• DIRECTION: In the post below about the novel Distraction, list every role that the passage on the American national character says America was better suited to play.

• EXCERPT:
|---|

World Economic Forum: Trust in 2030

Distraction

I’m re-reading Distraction by Bruce Sterling. Published in 1998, it is/was frighteningly prescient.  Here are a few of my favorite excerpts (does that first one remind you of anyone?).

“He’s like a not very bright child who can be deceived and managed, but not reasoned with.”

“The American national character realty wasn’t suited for global police duties. It never had been. Tidy and meticulous people such as the Swiss and Swedes were the types who made good cops. America was far better suited to be the World’s Movie Star. The world’s tequila-addled pro-league bowler. The world’s acerbic, bipolar stand-up comedian. Anything but a somber and tedious nation of socially responsible centurions.”

“It always offended him to hear his fellow Americans discussing the vagaries of “white people.” There was simply no such thing as “white people. That stereotype was an artificial construct, like the ridiculous term “Hispanic.” In all the rest of the world, a Peruvian was a Peruvian and a Brazilian was a Brazilian— it was only in America that people somehow became this multilingual, multinational entity called a “Hispanic.”

|---|

• SUPPLIED RECORDS:
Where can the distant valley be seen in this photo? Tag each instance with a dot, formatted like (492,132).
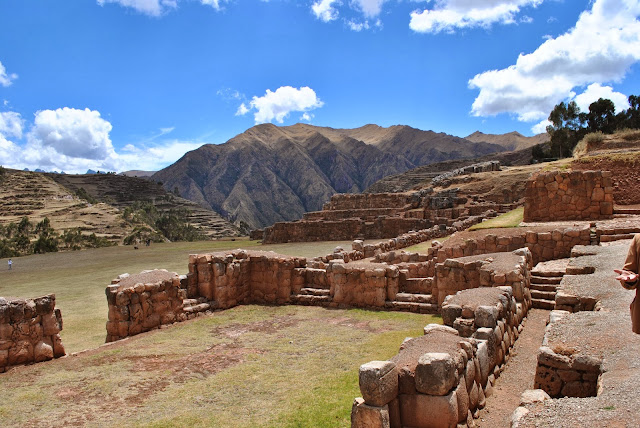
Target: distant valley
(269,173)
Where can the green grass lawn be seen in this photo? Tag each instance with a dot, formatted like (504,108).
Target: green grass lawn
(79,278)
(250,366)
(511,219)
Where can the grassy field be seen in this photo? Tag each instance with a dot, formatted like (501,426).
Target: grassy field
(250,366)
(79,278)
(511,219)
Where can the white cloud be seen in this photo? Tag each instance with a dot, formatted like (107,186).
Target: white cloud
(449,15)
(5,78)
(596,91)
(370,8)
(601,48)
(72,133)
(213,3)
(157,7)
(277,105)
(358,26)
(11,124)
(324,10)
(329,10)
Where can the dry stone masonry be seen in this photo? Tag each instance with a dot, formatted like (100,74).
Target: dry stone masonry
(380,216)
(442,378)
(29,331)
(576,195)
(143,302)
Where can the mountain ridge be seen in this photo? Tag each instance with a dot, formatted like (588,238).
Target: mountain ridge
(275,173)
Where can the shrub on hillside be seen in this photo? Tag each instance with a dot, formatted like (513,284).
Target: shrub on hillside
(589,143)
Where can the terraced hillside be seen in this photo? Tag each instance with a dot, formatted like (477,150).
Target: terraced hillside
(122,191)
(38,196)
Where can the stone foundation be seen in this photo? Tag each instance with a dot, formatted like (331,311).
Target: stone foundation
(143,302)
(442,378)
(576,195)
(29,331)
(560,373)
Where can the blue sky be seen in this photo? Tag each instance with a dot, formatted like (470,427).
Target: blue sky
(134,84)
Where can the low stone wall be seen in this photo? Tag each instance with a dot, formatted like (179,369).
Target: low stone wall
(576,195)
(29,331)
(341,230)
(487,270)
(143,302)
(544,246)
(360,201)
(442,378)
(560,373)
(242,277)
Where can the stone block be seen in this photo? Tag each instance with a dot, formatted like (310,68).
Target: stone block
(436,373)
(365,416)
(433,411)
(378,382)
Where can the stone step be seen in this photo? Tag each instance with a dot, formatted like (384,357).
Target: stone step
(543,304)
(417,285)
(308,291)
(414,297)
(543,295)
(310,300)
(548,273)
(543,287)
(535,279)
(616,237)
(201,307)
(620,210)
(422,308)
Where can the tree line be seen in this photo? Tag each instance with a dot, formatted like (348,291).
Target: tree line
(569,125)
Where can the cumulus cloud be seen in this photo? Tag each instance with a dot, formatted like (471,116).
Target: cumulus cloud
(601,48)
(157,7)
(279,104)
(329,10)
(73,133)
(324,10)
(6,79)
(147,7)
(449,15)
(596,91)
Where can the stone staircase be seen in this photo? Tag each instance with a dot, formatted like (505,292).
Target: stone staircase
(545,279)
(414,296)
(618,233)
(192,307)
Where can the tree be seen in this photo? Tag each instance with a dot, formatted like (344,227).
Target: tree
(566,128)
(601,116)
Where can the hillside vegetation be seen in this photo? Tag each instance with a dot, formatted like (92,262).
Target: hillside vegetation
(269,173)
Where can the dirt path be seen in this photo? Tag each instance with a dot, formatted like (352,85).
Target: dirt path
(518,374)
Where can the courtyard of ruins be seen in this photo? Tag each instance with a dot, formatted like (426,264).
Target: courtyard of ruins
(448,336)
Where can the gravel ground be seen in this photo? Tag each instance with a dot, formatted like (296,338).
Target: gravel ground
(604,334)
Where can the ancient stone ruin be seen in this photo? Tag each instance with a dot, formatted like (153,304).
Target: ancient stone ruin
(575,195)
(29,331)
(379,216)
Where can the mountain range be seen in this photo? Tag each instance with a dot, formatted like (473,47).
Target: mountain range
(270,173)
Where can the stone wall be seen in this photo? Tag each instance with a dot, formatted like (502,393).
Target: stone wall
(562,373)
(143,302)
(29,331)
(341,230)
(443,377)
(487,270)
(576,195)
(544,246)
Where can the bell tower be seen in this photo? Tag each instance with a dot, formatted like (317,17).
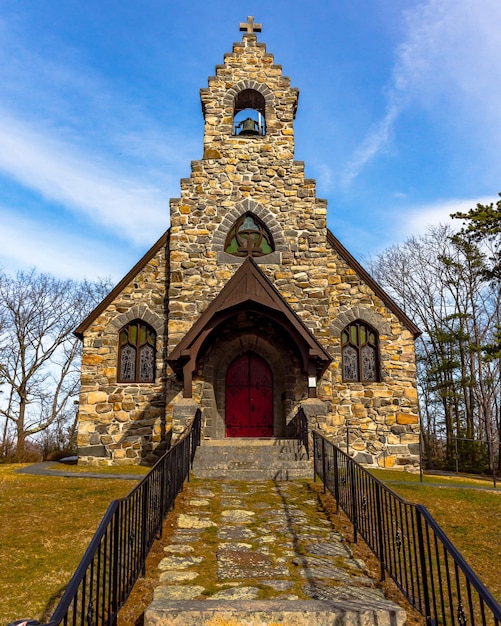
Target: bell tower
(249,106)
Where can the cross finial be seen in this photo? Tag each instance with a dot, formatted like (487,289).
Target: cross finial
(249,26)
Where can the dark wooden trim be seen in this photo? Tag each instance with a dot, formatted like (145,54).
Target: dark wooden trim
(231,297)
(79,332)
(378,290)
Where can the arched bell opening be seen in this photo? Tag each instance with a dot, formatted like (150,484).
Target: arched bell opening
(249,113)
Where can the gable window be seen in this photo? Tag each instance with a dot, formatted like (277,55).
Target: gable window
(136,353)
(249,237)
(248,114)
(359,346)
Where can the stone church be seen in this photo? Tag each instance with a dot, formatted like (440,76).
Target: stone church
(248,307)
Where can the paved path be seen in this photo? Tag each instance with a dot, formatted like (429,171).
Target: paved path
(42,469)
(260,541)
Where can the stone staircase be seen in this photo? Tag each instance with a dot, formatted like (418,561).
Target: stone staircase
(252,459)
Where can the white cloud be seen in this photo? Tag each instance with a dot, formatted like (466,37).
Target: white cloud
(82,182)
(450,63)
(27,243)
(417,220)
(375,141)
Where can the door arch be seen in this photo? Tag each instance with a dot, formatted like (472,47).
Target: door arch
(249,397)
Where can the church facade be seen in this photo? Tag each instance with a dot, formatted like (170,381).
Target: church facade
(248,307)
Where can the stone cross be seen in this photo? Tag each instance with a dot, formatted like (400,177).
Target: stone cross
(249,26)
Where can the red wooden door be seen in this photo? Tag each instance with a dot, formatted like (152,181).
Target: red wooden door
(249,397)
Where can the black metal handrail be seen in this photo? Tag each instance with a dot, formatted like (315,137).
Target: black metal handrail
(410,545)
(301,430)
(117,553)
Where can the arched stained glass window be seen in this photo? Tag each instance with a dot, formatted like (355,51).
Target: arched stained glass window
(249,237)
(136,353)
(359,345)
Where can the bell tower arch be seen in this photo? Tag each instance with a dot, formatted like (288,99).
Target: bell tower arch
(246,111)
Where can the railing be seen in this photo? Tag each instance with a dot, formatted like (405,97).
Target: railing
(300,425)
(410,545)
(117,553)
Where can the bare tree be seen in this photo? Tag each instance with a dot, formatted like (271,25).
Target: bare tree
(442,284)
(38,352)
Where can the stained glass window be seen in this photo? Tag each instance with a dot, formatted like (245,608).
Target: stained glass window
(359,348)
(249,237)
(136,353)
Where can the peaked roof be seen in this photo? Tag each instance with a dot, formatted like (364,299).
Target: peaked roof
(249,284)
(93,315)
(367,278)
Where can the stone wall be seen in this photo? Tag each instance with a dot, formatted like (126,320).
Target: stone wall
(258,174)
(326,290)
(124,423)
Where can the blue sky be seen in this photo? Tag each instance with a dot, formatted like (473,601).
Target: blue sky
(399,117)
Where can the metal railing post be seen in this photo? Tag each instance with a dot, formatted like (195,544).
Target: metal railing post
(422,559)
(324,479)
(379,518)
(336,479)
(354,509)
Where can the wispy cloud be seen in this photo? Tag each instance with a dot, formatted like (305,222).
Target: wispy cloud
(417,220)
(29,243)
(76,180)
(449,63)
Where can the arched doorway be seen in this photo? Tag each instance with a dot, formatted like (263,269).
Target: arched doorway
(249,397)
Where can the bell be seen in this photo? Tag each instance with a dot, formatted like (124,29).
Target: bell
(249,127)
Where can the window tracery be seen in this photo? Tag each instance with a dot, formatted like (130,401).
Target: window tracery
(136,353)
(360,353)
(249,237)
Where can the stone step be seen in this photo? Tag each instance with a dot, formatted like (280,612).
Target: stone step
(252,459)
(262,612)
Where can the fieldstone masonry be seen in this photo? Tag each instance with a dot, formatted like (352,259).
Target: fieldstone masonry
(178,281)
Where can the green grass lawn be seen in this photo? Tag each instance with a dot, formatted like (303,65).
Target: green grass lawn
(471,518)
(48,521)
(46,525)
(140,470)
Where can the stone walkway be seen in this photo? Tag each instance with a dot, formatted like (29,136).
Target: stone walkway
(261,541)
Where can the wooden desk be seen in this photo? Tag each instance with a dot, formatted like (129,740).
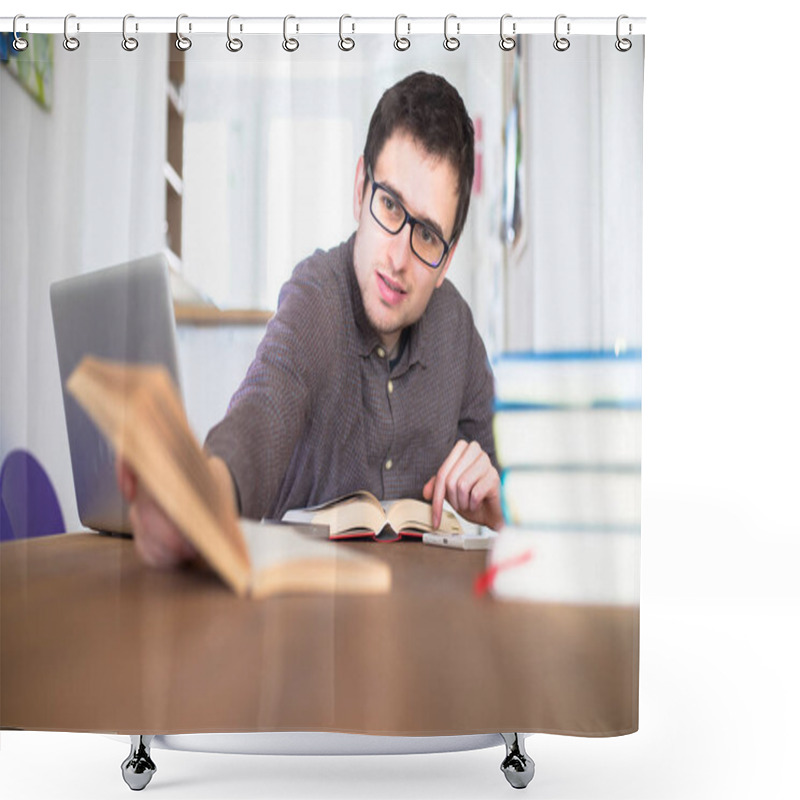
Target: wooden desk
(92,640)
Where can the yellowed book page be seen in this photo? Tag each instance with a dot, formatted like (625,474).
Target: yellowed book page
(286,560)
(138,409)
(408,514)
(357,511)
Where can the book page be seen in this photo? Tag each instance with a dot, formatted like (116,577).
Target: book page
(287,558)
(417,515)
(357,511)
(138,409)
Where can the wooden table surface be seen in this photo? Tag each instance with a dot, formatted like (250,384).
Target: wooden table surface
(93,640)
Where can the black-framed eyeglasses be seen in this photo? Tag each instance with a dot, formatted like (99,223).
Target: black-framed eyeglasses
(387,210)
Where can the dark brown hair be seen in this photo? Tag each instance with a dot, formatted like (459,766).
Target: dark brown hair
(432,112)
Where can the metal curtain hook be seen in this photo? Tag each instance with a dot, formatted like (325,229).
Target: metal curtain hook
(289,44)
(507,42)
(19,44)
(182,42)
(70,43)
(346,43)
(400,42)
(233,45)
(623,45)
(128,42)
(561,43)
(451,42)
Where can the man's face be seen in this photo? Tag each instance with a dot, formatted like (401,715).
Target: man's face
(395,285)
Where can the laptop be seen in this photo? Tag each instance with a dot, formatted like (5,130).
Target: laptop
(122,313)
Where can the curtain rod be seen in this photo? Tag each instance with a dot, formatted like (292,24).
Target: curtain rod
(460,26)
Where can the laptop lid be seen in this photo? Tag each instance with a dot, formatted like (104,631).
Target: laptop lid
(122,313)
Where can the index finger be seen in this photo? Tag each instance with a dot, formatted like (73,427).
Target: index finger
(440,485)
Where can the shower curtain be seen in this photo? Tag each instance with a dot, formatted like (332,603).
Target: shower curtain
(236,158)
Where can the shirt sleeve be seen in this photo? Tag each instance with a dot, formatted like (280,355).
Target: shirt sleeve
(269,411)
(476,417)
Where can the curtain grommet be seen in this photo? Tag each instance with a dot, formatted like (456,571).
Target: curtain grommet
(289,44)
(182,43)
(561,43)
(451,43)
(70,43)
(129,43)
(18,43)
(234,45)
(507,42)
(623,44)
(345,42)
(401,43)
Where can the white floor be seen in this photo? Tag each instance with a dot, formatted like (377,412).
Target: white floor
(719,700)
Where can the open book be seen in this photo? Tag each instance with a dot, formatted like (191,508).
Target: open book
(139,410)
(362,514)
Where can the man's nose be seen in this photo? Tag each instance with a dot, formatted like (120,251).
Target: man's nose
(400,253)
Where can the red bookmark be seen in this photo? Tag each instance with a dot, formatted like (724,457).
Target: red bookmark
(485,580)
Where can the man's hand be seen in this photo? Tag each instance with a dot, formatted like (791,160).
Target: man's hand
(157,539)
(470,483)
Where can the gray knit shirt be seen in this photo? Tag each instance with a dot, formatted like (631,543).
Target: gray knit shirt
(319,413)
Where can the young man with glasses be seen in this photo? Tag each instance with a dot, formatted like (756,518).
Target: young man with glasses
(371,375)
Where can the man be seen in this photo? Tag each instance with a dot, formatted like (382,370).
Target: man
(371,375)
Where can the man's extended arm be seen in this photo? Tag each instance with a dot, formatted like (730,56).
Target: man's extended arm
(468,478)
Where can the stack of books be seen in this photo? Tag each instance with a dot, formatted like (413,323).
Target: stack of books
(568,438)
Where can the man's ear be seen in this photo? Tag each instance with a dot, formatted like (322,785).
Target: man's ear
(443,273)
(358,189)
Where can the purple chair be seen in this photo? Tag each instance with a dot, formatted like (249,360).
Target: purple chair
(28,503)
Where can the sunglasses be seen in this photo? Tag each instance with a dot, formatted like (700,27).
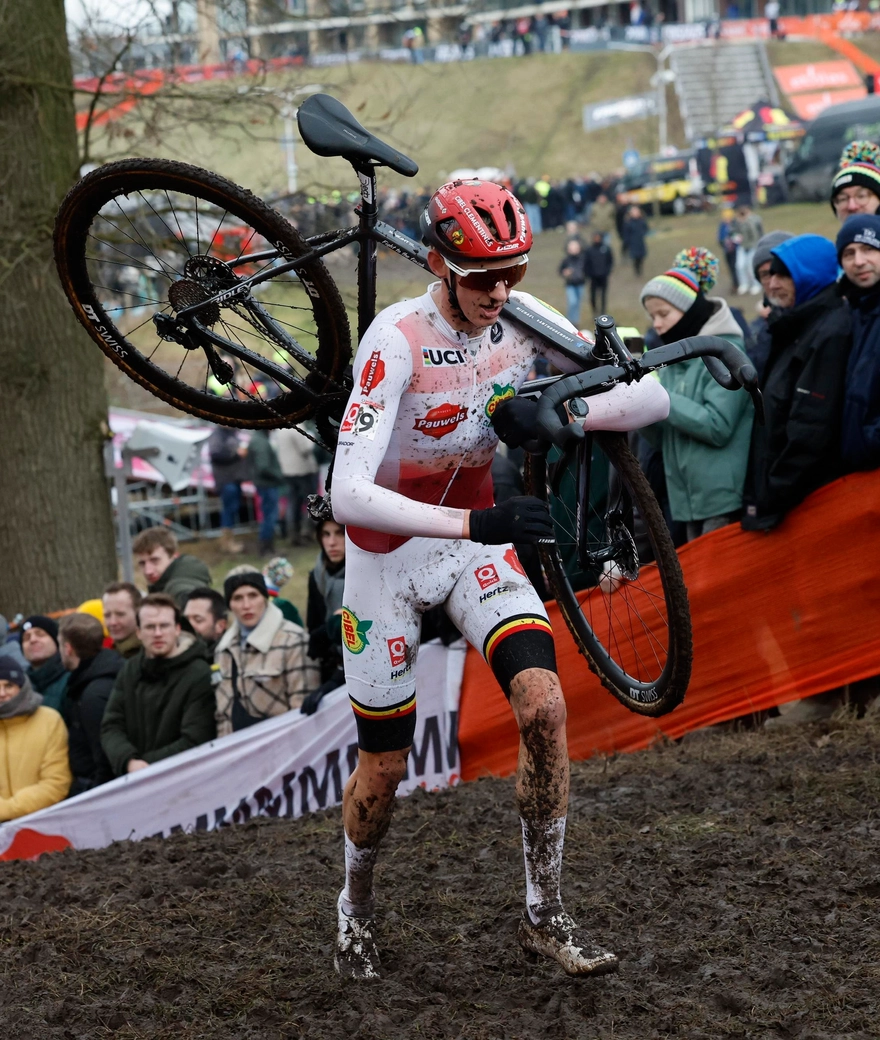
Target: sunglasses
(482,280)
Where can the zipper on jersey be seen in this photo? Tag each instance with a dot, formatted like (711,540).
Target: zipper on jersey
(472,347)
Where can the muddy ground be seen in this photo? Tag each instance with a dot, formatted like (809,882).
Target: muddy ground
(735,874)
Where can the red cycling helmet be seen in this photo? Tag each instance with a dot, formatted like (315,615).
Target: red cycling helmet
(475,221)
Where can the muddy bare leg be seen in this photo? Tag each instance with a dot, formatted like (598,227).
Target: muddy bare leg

|---|

• SOLUTION:
- The World's Movie Star
- The world's tequila-addled pro-league bowler
- The world's acerbic, bipolar stand-up comedian